_Requirements_
Count the lines of the material below that contain the word "orange". Reply with the number only.

_Material for this exercise_
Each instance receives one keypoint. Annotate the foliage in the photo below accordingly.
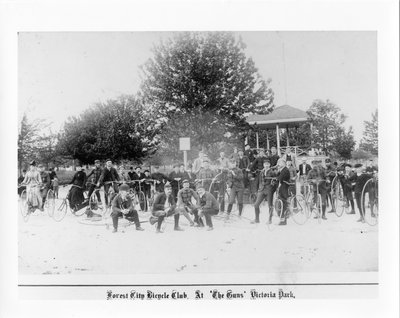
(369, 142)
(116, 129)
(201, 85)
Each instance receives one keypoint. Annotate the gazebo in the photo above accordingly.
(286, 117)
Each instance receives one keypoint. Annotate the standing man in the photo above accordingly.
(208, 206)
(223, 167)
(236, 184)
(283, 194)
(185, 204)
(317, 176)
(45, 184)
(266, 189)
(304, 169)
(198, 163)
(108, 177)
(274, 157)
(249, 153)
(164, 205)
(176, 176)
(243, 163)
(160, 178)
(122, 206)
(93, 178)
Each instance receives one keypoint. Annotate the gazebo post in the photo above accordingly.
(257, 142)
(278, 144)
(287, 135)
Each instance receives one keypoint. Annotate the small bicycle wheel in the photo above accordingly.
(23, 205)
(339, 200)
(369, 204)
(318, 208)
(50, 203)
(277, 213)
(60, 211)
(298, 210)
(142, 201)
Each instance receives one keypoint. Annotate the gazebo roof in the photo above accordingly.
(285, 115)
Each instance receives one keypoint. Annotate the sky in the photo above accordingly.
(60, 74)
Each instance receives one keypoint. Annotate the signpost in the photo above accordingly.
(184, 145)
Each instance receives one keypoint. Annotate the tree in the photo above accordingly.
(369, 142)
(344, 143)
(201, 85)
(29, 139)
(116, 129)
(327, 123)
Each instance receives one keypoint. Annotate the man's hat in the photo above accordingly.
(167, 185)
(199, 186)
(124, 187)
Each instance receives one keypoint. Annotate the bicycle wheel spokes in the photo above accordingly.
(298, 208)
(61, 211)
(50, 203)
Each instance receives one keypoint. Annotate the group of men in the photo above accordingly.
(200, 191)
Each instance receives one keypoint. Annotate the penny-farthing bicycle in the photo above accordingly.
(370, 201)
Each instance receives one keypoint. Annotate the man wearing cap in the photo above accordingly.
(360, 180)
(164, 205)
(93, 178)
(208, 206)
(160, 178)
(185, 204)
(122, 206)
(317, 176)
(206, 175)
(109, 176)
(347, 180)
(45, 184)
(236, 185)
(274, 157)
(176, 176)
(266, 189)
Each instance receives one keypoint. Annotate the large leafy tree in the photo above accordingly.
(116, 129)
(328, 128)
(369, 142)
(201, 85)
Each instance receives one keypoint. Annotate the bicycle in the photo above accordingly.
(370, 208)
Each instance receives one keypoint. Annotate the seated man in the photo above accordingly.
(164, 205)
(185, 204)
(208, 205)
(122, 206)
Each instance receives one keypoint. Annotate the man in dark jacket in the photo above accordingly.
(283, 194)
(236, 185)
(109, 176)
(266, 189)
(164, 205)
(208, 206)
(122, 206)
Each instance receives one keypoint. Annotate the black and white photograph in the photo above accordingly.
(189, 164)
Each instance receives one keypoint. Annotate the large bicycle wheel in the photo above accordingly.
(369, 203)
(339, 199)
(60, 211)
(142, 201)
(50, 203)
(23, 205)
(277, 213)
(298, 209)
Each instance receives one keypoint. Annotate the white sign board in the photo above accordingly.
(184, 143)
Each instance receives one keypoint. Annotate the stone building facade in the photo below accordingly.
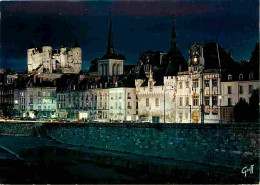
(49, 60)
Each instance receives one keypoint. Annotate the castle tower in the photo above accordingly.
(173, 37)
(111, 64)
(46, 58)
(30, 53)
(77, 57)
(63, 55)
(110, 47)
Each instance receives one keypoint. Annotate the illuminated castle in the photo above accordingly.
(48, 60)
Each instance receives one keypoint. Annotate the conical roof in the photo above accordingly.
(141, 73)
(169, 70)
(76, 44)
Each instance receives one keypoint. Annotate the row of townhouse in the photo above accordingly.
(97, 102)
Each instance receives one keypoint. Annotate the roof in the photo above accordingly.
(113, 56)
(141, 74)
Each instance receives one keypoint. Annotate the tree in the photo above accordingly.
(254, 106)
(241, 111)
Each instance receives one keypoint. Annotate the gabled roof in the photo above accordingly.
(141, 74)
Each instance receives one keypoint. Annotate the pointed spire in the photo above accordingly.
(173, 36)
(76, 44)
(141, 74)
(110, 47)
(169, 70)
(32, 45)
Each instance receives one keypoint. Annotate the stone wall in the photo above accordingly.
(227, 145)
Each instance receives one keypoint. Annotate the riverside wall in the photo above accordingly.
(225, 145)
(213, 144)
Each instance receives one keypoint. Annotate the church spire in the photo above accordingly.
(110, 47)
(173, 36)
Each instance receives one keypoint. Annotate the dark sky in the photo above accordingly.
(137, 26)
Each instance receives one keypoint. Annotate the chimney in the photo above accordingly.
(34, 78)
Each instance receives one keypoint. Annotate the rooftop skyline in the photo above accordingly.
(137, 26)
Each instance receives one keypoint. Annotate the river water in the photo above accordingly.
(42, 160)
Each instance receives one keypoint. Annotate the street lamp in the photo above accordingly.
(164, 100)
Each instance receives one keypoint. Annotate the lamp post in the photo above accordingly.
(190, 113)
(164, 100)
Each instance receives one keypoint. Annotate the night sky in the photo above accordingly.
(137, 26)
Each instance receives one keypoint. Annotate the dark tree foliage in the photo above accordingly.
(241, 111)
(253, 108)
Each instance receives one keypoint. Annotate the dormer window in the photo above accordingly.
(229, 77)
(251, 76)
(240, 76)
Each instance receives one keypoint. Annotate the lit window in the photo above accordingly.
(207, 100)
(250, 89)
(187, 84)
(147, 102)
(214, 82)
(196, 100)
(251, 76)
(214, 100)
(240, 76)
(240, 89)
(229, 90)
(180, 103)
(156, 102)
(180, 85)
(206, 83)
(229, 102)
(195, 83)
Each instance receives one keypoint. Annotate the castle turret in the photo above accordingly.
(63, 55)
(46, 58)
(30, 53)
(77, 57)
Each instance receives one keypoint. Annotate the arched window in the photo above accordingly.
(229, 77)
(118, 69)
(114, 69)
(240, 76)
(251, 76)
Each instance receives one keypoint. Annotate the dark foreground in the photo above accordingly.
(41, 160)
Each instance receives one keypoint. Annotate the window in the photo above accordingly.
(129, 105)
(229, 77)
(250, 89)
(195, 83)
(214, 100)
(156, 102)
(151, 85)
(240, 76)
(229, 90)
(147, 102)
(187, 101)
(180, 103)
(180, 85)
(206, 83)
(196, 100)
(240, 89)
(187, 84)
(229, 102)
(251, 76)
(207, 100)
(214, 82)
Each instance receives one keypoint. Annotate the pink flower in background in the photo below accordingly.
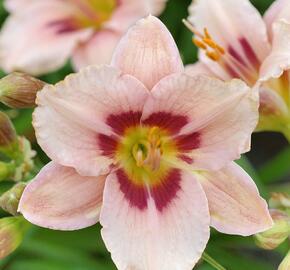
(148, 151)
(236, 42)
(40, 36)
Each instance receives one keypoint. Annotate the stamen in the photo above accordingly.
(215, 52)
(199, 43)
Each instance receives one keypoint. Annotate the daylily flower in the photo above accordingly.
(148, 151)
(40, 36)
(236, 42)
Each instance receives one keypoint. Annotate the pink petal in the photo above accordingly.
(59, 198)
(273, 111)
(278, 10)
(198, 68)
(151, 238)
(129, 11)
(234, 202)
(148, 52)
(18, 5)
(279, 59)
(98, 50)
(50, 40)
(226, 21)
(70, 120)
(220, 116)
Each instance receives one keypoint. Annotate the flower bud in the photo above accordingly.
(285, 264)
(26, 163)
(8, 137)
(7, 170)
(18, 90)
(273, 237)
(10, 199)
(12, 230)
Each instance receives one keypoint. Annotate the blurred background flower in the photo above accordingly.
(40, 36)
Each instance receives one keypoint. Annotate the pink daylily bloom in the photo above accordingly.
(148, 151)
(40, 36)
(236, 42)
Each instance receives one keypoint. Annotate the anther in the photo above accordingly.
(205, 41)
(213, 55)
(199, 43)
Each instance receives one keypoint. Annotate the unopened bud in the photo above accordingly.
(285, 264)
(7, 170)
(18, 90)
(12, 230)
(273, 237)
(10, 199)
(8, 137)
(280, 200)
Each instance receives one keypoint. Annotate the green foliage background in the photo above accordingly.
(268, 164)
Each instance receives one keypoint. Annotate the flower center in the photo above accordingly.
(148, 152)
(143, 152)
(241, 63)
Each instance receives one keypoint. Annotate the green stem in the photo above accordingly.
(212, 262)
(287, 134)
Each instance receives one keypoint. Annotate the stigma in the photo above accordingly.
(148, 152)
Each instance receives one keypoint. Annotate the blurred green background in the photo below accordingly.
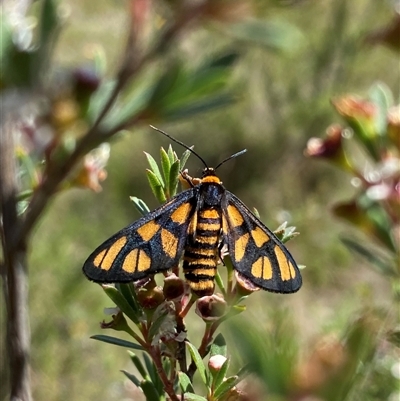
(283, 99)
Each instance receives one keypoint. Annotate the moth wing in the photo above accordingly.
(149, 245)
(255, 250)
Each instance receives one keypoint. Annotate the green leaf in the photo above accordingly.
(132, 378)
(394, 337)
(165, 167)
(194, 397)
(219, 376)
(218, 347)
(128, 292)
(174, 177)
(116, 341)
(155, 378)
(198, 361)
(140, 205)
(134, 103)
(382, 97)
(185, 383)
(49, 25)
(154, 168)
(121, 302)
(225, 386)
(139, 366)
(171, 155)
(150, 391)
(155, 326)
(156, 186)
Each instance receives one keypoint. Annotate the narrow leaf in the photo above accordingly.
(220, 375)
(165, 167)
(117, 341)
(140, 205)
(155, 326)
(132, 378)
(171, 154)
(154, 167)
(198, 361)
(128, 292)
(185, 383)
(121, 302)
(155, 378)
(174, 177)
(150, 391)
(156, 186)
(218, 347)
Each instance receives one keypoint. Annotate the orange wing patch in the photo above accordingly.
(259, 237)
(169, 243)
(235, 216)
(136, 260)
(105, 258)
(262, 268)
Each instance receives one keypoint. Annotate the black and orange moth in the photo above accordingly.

* * *

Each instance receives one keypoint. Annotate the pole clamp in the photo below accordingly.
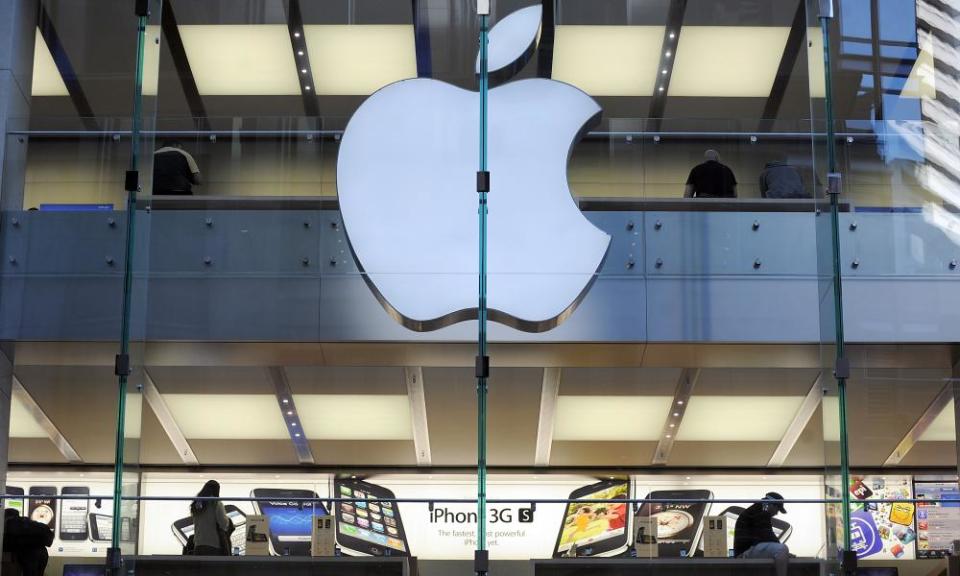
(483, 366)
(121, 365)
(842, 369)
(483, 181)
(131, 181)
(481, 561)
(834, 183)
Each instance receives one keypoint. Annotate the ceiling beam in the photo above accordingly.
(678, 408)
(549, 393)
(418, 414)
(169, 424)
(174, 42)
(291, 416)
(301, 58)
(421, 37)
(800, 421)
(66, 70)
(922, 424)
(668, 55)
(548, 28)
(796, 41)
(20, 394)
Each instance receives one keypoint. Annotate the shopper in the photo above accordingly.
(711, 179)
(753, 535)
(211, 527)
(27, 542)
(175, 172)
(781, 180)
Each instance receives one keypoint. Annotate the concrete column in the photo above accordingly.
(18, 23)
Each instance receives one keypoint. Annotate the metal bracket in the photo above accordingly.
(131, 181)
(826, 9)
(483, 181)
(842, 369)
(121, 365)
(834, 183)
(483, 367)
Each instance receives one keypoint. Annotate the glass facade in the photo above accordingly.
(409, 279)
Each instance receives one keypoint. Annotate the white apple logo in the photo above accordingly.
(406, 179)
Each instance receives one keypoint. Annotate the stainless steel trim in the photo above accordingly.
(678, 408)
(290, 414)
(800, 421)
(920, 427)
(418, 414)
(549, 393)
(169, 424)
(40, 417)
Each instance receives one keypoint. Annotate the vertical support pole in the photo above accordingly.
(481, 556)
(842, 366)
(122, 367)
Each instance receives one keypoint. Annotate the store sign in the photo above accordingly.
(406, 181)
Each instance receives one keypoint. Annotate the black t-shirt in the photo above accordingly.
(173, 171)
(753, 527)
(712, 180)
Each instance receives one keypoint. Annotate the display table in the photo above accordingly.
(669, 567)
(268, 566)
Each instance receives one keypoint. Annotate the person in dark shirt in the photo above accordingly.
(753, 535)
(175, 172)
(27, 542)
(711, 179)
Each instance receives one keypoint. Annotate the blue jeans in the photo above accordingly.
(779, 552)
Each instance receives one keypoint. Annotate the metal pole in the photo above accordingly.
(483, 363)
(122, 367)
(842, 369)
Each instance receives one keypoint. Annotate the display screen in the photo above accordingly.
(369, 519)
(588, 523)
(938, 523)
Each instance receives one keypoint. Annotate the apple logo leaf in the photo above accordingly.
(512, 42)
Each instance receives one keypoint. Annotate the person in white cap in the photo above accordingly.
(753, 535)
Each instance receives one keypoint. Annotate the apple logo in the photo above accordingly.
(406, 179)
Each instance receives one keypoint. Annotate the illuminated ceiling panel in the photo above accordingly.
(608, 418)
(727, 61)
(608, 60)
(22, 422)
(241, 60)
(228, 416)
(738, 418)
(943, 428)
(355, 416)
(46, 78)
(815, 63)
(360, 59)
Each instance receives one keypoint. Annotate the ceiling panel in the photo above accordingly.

_Response to the task_
2